▸ **Supplied data**:

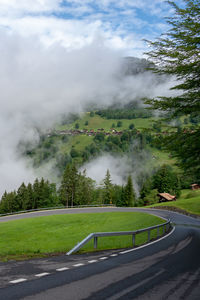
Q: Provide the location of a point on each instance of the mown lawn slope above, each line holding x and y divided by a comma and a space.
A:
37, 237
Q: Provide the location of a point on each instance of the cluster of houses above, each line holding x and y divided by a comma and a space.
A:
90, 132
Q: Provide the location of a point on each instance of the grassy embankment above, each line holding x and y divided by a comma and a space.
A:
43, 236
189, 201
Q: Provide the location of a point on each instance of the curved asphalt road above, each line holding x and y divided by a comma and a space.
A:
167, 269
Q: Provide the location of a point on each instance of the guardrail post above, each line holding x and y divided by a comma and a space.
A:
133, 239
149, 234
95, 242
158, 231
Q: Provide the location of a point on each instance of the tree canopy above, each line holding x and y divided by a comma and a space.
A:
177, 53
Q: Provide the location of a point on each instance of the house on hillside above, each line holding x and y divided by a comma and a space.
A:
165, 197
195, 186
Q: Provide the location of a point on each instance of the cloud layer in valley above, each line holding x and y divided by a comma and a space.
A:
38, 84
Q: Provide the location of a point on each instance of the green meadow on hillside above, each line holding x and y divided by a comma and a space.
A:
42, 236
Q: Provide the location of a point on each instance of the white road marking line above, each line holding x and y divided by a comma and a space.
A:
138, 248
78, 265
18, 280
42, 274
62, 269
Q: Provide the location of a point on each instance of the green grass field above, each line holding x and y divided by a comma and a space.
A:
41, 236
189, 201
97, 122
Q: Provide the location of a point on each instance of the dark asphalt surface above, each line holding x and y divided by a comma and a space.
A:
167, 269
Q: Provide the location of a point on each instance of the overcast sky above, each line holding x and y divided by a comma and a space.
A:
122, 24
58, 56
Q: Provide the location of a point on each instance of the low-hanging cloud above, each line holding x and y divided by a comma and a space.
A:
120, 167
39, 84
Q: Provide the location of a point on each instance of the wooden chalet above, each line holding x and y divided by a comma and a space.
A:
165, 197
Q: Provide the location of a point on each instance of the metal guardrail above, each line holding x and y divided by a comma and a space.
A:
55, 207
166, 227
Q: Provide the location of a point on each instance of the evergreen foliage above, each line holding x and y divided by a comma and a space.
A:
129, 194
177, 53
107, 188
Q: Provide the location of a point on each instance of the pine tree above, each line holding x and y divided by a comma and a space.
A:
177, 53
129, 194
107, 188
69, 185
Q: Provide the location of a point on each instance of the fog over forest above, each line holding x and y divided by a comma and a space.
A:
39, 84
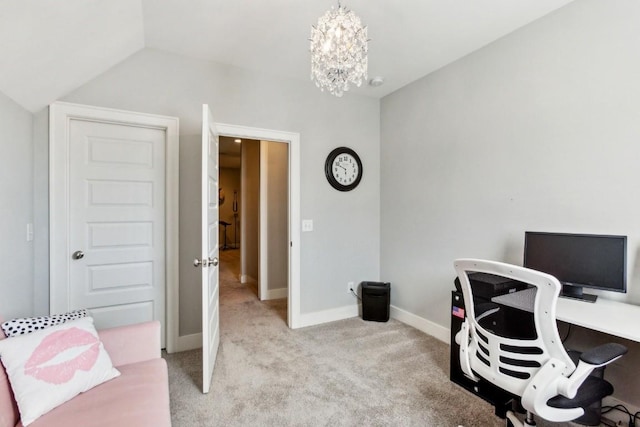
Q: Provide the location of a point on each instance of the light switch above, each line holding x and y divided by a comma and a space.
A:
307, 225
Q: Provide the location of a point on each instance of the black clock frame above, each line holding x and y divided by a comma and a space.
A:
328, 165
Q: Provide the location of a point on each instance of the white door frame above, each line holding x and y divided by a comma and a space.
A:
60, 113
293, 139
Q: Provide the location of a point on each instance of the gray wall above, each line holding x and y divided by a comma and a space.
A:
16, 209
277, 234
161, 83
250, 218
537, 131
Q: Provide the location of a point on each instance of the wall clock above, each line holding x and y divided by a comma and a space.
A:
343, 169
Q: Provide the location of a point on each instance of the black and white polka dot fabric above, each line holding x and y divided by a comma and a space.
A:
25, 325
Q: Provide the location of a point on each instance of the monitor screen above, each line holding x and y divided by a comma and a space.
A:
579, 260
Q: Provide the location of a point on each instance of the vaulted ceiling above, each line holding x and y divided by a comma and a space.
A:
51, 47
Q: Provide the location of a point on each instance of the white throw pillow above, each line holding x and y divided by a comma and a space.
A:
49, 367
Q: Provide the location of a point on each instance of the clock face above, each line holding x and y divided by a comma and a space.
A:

▸ **Activity**: Your answer should be the lines of the records that include the word "asphalt".

▸ **Task answer**:
Q: Provide the location of a point on each instance of the curved asphalt road above, each line holding x and y divided by a comma and a space.
Q: Provide the location of a point on each instance of the dark asphalt surface above, each line holding x and y divided by a comma and a space.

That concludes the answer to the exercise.